- [What this exercise asks]
1 – From the Medi-Cal article, extract the passage from "The big winners: Blue" up to and including "Los Angeles enrollees.", copying it word for word.
2 – In the Medi-Cal article, which three companies did the state announce in August 2022 that it would tentatively award Medi-Cal contracts to?

- [Text under study]
------------

Medi-Cal Keeps More Insurance Plans After Threats of Lawsuits

In a significant course change, the California Department of Health Care Services announced it has negotiated with five commercial health plans to provide Medi-Cal services in 2024, scratching a two-year-long bidding process for the coveted state contracts.

This upends the state’s previous plans of awarding contracts to only three health plans. It  means more Medi-Cal enrollees will likely get to keep their current insurer and doctors, averting a confusing re-enrollment process for most members and preventing disruption to patient care. It also means that the state will avoid a protracted legal battle amid lawsuit threats from insurers who had previously been left out.

The big winners: Blue Shield and Community Health Group will get a contract after initially having lost bids, and Health Net will get to keep at least some of its Los Angeles enrollees.

​​“To bring certainty for members, providers and plans, the State used its authority to work directly with the plans to re-chart our partnership and move with confidence and speed toward the implementation of the changes we want to see,” the department wrote in a statement released Friday afternoon. The department did not provide answers to follow-up questions before publication.

“At some level it makes the transition easier, but we want to do better than the status quo,” said Anthony Wright, executive director of Health Access, a consumer advocacy group. “Less disruption is good, but we don’t want to lose the reason for the change, which is to have more accountability on these plans going forward.”

Medi-Cal provides health coverage to more than 14 million low-income Californians, more than a third of the state’s population. In 2021, the Department of Health Care Services, which oversees the Medi-Cal program, embarked on a bidding process that would allow it to rework contracts with commercial Medi-Cal health plans.

The state’s goal was to reduce the number of participating health plans from the current nine and move forward with only the most qualified plans, which would be held to higher standards related to patient outcomes, wait times and satisfaction, as well as improving health disparities.

In August 2022, the state announced that it would tentatively award $14 billion worth of Medi-Cal contracts to three companies — Health Net, Molina and Anthem Blue Cross. This proposed decision would force close to 2 million Medi-Cal enrollees to switch insurance and likely find new providers. Some health providers decried the department’s original contract decision, claiming it would have caused “immeasurable” disruption to care.

Kaiser Permanente negotiated a special contract with the state early last year, bypassing the bidding process. And most nonprofit community-based health plans did not have to compete for a contract.

------------

- [Record excerpts]
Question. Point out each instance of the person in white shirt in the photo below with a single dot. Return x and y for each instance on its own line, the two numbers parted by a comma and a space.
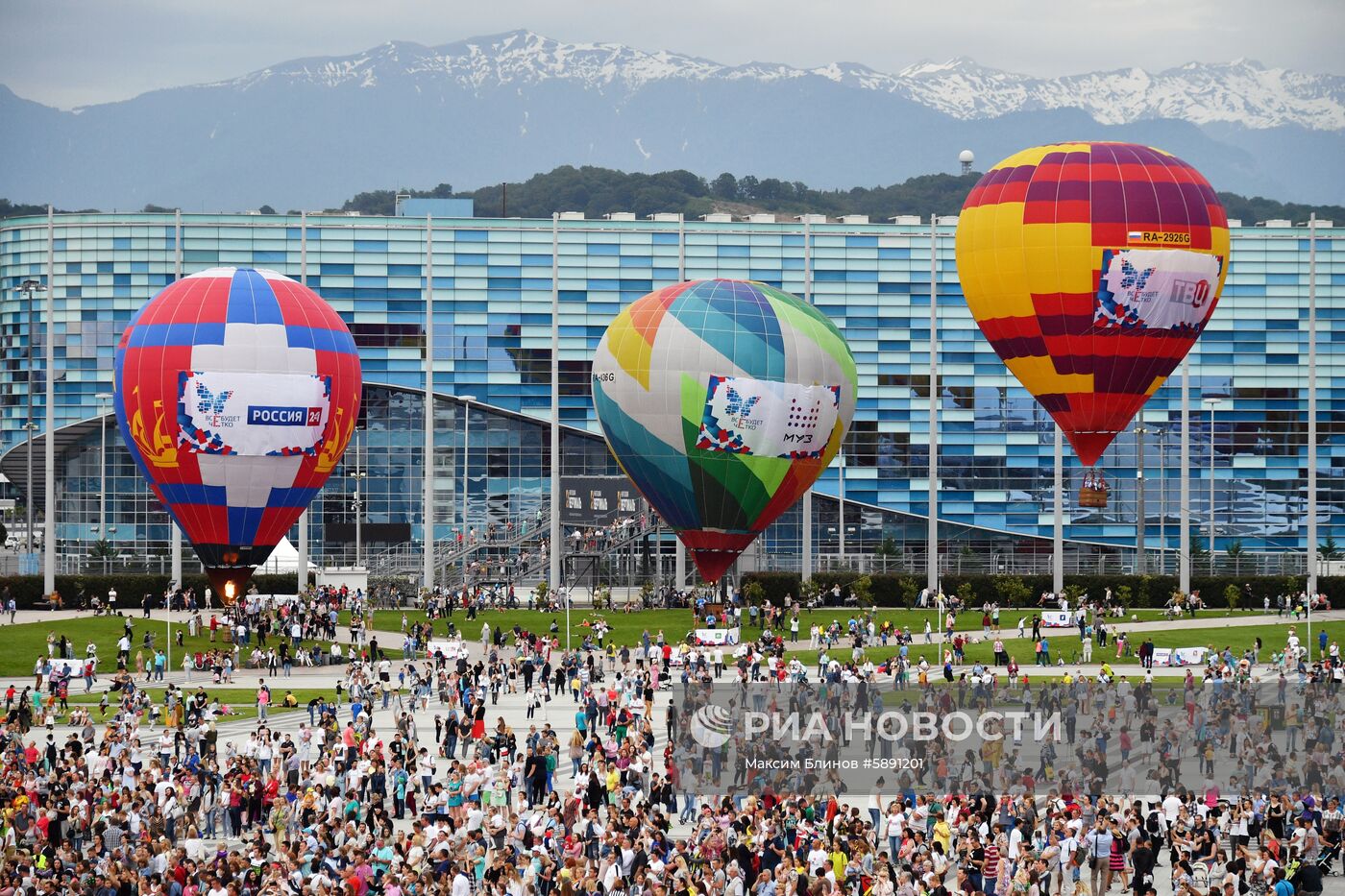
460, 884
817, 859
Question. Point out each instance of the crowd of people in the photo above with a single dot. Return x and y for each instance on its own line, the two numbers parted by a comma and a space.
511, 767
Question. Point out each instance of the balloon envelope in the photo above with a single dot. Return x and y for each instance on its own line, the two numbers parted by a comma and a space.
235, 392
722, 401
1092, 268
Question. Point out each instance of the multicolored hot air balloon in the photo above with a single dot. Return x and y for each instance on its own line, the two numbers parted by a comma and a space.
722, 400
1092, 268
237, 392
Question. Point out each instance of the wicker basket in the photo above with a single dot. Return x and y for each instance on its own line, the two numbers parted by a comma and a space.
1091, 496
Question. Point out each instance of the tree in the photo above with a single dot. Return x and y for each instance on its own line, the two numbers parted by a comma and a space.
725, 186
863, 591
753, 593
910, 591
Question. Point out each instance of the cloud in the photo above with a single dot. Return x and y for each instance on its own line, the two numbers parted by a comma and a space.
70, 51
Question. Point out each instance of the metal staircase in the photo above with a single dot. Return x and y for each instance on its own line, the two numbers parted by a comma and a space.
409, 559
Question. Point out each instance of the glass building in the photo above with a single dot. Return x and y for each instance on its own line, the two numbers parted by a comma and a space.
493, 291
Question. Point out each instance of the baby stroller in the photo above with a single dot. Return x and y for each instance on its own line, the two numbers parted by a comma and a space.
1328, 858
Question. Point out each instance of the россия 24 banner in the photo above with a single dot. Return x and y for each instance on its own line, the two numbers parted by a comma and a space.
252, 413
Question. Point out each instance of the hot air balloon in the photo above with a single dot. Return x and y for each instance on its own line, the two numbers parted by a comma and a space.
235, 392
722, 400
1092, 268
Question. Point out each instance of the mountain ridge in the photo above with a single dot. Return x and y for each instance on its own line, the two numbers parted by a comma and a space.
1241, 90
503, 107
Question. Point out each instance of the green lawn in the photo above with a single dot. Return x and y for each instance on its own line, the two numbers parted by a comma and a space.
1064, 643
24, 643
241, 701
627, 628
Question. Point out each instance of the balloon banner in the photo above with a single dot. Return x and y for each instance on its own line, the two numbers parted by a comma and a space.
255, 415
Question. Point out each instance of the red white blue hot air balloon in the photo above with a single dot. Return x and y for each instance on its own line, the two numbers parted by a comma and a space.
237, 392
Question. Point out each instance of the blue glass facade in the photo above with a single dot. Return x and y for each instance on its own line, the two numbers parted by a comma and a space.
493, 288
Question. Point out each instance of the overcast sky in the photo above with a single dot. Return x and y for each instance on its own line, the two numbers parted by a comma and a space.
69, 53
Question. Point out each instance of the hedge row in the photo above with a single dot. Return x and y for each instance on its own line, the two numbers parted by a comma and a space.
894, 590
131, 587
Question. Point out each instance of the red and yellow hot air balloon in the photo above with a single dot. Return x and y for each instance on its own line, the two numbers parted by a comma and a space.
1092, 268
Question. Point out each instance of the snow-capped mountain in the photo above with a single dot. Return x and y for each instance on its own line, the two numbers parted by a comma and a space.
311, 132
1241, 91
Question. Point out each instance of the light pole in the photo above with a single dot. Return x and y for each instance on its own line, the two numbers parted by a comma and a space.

------------

- [Solutions to the problems]
1 –
The big winners: Blue Shield and Community Health Group will get a contract after initially having lost bids, and Health Net will get to keep at least some of its Los Angeles enrollees.

2 – Health Net, Molina and Anthem Blue Cross.